#### Extrait source
◆ ◆ ◆

I. QU’EST-CE QUE LA CONCURRENCE DÉLOYALE ?
La concurrence déloyale comprend plusieurs comportements qui sont souvent reprochés ensemble. La concurrence déloyale n’est ainsi pas retenue pour une seule pratique mais pour un ensemble de pratiques préjudiciables.
Il existe plusieurs types de sanctions applicables en cas de concurrence déloyale, notamment des dommages et intérêts. Cet article vous apporte une définition de la concurrence déloyale, ainsi que les risques résultant de cette pratique.
Les comportements déloyaux commis en violation des règles applicables peuvent conduire à une condamnation. Cet encadrement vise à promouvoir les usages honnêtes des outils économiques et lutter contre la concurrence abusive.
A. LE DÉNIGREMENT
La divulgation d’informations susceptibles de jeter le discrédit sur une autre entreprise constitue un acte de dénigrement selon la jurisprudence (Cass. 1re civ., 11 juill. 2018, n° 17-21.457). Le dénigrement cible une entreprise concurrente par des propos qui visent ses produits, ses services ou son activité notamment. L’objectif est de détourner les clients de l’entreprise concurrente. Le dénigrement ne requiert pas que l’information soit exacte ou fausse. Un exemple de dénigrement est ainsi la publicité comparative illicite. La publicité comparative n’est ainsi pas autorisée lorsqu’elle délivre des informations de nature à induire en erreur, lorsqu’elle prend des produits dont les caractéristiques diffèrent.
L’auteur des actes dénigrants peut néanmoins se voir exonérer de sa responsabilité en raison de faits justificatifs. C’est le cas lorsque l’information transmise est d’intérêt général, qu’il possède une base factuelle suffisante sur laquelle il fonde ses propos ou que ceux-ci demeurent mesurés.

◆ ◆ ◆

#### Série d'exercices
1: Dans l'extrait sur la concurrence déloyale, quelle décision de jurisprudence est citée pour qualifier de dénigrement la divulgation d'informations susceptibles de jeter le discrédit sur une autre entreprise ?
2: Énumérez les situations qui, selon l'extrait sur la concurrence déloyale, constituent des faits justificatifs permettant à l'auteur d'actes dénigrants d'être exonéré de sa responsabilité.

(Éléments issus d'un jeu de données)
◆ ◆ ◆

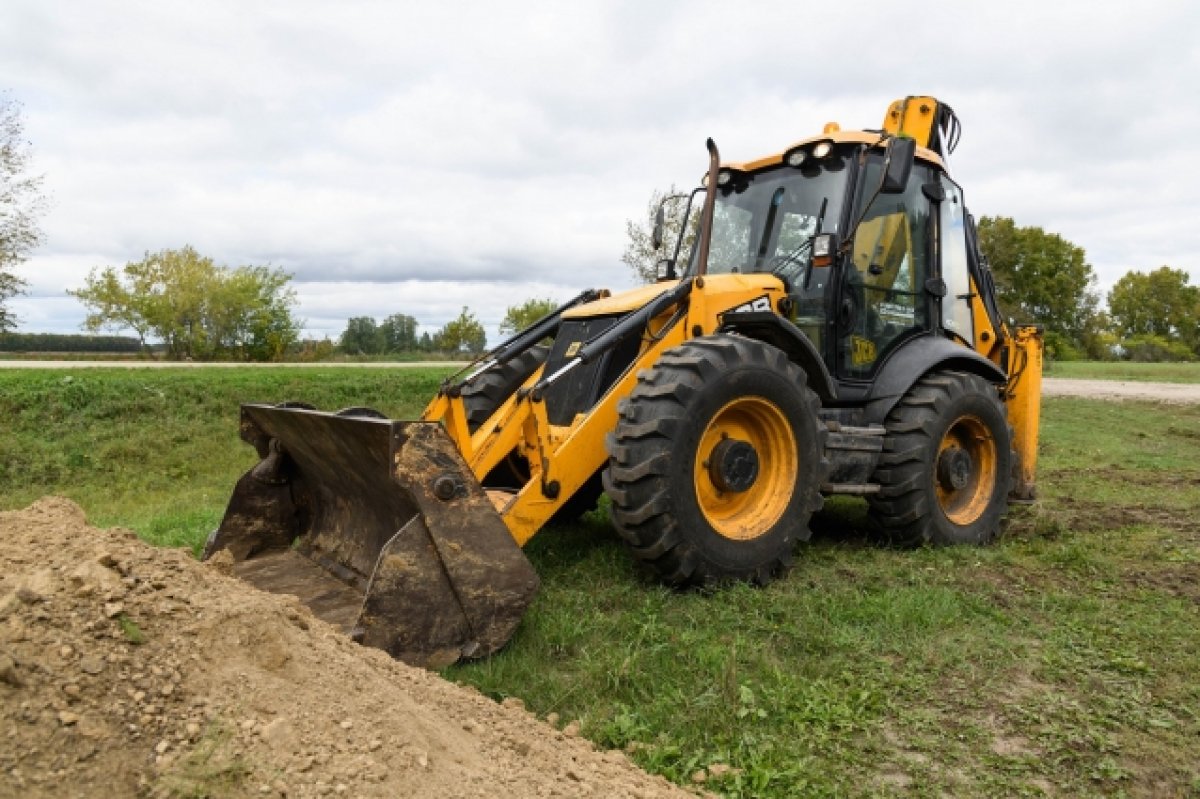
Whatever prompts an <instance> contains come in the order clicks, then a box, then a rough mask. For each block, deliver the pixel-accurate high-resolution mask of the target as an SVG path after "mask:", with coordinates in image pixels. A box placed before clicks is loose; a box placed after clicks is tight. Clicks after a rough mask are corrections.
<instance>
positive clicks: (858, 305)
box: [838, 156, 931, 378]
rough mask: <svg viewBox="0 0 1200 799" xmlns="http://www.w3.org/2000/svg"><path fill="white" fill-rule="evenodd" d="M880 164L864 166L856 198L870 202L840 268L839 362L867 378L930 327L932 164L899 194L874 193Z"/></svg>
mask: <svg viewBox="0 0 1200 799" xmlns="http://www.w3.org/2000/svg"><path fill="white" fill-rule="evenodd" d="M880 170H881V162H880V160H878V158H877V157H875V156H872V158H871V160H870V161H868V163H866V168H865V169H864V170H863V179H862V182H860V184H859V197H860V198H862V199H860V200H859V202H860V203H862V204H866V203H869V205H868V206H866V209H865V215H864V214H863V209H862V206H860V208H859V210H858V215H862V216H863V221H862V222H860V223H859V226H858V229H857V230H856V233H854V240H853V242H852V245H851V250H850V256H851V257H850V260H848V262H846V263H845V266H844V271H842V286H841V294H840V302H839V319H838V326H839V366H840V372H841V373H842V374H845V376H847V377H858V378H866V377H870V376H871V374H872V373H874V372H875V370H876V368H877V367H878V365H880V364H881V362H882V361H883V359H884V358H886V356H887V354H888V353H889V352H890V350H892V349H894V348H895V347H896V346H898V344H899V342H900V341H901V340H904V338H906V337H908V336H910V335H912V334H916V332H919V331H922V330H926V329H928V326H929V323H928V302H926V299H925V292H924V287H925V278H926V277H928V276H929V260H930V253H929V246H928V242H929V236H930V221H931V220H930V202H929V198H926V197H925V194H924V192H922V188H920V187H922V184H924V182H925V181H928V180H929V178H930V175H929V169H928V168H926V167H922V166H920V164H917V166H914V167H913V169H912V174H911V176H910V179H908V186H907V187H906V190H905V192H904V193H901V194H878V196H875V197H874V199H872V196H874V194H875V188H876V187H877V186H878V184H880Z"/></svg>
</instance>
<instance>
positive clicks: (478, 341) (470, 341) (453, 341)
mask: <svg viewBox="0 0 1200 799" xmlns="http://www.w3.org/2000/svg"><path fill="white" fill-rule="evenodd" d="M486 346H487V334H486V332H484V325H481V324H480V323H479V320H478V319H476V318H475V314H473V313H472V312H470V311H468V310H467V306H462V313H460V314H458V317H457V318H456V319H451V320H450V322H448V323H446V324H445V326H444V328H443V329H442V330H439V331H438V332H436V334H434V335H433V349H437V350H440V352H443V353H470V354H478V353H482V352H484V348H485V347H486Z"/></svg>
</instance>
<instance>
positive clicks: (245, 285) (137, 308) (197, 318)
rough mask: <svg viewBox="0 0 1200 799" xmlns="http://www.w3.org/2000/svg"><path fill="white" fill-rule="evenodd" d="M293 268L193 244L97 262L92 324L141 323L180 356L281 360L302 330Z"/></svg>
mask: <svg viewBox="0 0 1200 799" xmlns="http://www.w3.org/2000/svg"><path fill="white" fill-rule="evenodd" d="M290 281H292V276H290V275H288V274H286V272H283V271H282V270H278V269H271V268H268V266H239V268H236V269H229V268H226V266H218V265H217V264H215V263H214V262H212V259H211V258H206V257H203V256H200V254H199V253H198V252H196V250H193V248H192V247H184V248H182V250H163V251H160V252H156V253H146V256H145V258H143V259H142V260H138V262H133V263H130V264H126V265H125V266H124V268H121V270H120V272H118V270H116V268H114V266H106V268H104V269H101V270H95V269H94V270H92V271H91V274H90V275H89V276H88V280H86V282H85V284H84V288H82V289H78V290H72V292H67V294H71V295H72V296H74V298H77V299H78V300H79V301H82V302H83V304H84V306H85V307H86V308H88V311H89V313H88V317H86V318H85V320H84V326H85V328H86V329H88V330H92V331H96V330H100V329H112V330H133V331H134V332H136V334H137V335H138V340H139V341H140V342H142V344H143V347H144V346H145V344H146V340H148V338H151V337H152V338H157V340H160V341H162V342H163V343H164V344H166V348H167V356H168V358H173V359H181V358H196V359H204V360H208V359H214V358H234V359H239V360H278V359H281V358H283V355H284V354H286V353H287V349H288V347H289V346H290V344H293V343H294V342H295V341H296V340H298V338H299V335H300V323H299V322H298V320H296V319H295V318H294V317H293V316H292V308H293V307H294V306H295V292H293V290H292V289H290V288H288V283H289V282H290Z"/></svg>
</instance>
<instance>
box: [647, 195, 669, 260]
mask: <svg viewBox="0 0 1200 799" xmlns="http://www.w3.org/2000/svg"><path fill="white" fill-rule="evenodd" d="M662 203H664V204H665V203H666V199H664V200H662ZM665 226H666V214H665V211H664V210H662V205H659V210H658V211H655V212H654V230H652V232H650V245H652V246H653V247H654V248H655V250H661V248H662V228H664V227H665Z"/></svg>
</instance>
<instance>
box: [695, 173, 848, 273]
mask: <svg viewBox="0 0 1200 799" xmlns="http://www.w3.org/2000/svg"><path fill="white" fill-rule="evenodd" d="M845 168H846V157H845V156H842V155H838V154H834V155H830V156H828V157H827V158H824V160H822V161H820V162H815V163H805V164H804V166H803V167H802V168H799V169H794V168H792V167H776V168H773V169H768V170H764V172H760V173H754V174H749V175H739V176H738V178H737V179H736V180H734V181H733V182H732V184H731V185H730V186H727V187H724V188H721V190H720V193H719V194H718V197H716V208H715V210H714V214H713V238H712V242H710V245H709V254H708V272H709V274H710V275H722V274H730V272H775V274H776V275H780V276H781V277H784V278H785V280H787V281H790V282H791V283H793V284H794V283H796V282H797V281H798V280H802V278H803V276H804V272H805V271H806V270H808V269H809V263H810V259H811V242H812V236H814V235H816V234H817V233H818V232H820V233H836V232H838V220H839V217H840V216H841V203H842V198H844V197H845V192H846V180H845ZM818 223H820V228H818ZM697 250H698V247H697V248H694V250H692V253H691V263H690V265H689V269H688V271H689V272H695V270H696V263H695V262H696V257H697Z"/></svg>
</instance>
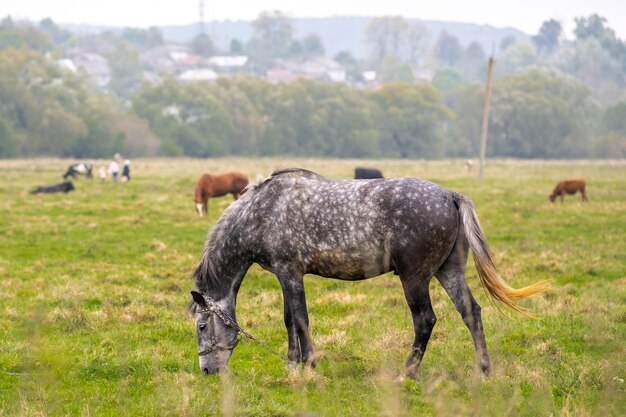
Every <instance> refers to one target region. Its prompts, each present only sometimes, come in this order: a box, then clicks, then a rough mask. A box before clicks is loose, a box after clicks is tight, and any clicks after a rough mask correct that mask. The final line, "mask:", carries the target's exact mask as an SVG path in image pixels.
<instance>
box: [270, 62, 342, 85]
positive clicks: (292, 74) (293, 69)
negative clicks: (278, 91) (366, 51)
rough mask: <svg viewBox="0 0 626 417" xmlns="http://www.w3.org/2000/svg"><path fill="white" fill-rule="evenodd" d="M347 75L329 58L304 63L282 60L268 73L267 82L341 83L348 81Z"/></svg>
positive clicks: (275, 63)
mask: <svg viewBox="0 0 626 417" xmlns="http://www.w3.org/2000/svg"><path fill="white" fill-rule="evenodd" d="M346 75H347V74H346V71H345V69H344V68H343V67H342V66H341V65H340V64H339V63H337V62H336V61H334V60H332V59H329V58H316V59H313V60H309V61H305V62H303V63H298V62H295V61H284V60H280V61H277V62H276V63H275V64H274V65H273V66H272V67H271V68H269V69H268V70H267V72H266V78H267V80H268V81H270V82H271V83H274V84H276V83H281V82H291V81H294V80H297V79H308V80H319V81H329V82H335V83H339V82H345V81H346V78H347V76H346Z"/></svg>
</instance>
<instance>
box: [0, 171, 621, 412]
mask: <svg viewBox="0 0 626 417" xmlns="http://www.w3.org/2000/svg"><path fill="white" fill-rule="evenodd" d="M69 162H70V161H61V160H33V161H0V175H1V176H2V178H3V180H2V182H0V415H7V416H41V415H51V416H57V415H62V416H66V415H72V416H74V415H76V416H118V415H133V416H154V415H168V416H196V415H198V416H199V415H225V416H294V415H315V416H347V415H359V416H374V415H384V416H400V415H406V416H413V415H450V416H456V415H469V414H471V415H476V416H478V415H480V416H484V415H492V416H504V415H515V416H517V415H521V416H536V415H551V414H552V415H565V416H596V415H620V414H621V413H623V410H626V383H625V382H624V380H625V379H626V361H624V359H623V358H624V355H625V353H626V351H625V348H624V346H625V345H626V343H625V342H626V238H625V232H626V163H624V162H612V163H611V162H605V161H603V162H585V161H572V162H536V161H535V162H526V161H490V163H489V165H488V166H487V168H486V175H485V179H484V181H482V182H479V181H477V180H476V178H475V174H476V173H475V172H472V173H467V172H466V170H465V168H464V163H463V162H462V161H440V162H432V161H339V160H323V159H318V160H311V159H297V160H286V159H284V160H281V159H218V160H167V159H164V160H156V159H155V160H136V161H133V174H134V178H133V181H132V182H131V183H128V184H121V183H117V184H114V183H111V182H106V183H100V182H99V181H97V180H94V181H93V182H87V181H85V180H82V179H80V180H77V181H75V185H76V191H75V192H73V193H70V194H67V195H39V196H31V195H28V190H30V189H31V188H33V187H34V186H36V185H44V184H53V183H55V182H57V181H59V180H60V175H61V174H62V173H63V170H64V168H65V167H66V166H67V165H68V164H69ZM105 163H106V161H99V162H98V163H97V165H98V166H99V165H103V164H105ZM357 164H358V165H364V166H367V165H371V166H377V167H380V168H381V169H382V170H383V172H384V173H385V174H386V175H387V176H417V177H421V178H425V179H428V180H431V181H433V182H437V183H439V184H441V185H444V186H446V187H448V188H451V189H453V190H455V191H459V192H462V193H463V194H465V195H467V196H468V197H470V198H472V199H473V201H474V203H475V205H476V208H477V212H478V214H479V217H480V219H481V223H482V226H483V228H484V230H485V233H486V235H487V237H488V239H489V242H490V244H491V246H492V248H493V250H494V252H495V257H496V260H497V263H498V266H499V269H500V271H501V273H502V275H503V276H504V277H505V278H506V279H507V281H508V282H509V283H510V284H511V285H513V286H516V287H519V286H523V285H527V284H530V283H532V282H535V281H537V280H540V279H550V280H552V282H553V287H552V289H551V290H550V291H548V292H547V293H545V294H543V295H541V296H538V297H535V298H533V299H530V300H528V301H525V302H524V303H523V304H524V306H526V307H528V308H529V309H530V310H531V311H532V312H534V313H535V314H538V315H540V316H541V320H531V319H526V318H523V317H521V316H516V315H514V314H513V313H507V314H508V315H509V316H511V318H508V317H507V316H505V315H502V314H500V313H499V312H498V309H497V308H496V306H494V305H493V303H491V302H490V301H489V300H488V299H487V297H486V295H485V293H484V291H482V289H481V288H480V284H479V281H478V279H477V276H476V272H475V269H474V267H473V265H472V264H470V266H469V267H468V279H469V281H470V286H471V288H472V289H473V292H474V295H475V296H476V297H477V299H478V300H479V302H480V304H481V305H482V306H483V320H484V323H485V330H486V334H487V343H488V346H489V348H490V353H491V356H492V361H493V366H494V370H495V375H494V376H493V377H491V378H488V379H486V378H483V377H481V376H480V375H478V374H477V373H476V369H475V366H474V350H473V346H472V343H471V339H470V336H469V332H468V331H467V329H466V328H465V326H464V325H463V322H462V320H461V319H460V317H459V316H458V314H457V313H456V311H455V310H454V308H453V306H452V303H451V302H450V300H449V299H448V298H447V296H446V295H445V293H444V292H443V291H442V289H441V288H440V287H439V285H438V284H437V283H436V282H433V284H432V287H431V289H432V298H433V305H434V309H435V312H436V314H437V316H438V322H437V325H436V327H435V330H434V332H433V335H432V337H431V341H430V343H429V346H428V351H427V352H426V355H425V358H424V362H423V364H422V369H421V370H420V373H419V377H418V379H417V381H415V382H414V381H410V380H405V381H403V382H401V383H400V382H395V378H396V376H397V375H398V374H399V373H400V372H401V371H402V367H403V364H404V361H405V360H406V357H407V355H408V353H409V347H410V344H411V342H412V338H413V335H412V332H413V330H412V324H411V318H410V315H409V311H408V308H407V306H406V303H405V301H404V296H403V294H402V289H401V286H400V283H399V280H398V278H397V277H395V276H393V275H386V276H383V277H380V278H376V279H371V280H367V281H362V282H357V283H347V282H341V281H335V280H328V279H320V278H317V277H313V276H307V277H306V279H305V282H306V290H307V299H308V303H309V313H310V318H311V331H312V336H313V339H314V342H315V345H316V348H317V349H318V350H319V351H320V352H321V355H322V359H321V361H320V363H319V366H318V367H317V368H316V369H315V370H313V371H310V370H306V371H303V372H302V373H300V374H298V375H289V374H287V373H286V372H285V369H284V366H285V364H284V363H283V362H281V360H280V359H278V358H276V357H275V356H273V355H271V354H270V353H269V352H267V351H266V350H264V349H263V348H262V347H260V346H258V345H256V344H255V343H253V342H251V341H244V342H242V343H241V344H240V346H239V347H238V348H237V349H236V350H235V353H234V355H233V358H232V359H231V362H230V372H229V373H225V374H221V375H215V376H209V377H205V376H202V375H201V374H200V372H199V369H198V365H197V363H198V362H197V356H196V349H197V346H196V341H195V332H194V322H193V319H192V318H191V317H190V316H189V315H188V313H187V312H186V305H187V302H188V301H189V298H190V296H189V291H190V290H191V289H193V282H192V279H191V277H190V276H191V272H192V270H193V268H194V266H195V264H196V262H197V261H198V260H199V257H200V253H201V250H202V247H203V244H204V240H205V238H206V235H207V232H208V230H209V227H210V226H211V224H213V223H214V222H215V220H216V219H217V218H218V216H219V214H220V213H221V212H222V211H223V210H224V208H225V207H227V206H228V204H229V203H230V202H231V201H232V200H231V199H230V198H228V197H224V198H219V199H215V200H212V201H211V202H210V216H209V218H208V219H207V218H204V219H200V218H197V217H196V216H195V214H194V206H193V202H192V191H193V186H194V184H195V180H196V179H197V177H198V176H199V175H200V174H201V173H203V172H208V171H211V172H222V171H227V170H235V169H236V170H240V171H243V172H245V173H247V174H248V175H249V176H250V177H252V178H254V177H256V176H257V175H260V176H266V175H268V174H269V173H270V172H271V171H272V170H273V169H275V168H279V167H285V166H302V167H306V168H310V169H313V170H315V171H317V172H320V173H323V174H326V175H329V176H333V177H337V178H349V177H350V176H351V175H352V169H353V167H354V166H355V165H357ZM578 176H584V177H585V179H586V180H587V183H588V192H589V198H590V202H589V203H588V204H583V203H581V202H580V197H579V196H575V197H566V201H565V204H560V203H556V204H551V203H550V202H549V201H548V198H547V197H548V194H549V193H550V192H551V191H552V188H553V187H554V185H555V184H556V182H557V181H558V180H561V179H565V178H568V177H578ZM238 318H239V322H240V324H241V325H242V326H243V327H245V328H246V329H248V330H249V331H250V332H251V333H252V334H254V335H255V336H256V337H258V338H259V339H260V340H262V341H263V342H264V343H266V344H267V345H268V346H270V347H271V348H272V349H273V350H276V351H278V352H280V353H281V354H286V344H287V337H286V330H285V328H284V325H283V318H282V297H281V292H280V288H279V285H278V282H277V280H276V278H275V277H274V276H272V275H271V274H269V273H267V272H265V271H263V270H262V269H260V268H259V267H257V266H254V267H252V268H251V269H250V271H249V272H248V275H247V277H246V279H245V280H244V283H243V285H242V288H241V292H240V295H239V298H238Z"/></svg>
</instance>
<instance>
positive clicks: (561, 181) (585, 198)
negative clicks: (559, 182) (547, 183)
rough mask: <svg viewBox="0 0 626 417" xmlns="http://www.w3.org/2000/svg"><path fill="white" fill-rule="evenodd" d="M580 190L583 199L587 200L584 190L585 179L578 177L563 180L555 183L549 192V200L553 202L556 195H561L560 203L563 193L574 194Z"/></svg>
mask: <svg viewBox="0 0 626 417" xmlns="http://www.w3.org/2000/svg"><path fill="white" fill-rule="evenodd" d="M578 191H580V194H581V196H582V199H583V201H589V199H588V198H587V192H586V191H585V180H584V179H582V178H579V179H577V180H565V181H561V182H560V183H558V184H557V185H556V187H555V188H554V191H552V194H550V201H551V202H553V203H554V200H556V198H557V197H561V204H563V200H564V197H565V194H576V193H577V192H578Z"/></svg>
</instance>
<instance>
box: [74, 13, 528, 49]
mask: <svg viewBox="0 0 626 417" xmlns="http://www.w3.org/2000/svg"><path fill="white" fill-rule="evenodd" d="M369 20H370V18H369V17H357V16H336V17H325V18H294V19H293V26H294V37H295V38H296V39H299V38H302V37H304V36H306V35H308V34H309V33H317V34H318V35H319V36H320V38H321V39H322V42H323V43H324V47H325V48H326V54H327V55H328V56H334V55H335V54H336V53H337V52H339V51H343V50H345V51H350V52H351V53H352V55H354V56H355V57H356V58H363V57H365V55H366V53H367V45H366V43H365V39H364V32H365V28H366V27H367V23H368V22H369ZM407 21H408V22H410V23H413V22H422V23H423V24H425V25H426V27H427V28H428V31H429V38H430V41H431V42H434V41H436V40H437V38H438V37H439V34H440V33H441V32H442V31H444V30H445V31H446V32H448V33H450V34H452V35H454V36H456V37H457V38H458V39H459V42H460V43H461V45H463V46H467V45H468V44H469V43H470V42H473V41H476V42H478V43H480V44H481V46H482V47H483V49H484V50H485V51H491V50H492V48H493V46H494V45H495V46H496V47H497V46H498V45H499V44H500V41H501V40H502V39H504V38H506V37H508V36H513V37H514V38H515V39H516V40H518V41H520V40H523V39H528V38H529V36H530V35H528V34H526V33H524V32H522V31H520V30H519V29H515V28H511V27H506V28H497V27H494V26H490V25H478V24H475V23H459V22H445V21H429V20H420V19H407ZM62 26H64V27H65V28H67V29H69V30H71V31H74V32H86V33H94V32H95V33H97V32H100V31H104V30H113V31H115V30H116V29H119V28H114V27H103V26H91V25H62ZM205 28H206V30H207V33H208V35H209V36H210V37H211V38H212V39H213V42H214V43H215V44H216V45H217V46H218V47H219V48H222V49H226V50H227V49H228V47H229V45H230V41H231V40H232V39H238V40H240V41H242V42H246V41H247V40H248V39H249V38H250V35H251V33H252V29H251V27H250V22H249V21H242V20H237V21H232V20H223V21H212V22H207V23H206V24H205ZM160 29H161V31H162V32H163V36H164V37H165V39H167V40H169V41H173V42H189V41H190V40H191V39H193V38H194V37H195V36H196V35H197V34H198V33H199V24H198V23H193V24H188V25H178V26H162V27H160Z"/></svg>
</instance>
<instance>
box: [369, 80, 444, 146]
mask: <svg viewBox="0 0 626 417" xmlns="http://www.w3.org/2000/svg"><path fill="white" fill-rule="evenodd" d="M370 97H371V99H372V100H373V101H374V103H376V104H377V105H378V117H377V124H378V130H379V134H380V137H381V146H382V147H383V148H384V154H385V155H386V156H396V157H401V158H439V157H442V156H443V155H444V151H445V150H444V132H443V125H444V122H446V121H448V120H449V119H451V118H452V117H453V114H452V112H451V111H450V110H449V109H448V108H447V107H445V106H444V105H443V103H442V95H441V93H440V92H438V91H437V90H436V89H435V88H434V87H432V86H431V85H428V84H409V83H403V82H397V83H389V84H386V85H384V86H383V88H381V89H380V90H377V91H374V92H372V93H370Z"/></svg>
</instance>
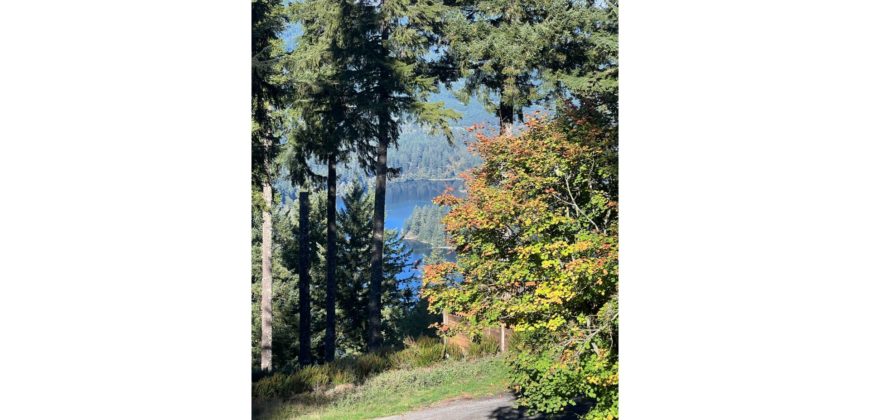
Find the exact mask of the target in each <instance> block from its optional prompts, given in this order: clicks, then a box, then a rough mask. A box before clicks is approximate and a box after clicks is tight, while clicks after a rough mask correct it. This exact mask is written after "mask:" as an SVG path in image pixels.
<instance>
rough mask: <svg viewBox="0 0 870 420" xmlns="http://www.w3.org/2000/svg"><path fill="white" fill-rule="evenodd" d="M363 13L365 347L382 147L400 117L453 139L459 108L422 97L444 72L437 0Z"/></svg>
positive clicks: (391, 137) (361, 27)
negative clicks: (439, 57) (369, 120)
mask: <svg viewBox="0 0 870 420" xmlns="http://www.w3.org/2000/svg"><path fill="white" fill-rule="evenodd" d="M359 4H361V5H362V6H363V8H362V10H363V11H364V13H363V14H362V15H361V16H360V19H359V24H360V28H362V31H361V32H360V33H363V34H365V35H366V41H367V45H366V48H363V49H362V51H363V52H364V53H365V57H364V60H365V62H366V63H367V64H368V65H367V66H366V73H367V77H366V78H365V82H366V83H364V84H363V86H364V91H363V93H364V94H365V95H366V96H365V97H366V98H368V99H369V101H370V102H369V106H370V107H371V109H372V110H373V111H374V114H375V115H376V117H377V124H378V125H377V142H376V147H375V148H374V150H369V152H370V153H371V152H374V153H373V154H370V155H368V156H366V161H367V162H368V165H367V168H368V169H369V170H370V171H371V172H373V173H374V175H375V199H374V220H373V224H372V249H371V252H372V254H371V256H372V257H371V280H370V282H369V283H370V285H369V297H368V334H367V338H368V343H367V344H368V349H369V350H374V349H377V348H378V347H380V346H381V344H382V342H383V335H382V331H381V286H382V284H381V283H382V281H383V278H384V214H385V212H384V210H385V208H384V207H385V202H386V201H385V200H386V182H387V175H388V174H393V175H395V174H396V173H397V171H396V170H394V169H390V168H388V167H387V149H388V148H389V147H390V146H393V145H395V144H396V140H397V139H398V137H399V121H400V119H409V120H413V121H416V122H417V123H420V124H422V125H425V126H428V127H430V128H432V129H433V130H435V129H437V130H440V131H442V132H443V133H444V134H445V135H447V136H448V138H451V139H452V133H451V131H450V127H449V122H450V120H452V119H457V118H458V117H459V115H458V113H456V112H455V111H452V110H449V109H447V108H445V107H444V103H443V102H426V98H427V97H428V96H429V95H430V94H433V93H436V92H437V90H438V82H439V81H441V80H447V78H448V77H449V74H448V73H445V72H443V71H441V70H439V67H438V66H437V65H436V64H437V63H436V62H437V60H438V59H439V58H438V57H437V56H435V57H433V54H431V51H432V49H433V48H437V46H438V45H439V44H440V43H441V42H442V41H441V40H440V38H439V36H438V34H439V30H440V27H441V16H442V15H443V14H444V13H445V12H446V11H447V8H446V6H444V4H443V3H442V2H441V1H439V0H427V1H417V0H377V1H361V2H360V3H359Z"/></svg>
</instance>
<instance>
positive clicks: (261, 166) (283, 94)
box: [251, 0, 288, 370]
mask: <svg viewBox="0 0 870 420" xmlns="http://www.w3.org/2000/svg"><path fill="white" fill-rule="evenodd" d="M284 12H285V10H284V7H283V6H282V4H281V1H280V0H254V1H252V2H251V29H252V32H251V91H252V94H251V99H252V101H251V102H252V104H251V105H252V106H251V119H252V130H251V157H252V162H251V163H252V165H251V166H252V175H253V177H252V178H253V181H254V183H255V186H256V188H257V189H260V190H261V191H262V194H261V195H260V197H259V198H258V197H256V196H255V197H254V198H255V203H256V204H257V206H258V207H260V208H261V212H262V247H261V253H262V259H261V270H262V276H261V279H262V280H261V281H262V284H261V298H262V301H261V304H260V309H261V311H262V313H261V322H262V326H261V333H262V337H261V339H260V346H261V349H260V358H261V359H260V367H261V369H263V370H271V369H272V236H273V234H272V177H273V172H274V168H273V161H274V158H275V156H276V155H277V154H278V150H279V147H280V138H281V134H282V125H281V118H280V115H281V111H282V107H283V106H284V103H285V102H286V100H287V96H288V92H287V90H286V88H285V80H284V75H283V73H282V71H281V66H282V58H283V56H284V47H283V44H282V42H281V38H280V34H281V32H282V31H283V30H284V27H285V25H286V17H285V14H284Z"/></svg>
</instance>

◆ ◆ ◆

#### Corrigé des exercices
1: Cass. 1re civ., 11 juill. 2018, n° 17-21.457.

2:
- L'information transmise est d'intérêt général.
- L'auteur possède une base factuelle suffisante sur laquelle il fonde ses propos.
- Les propos demeurent mesurés.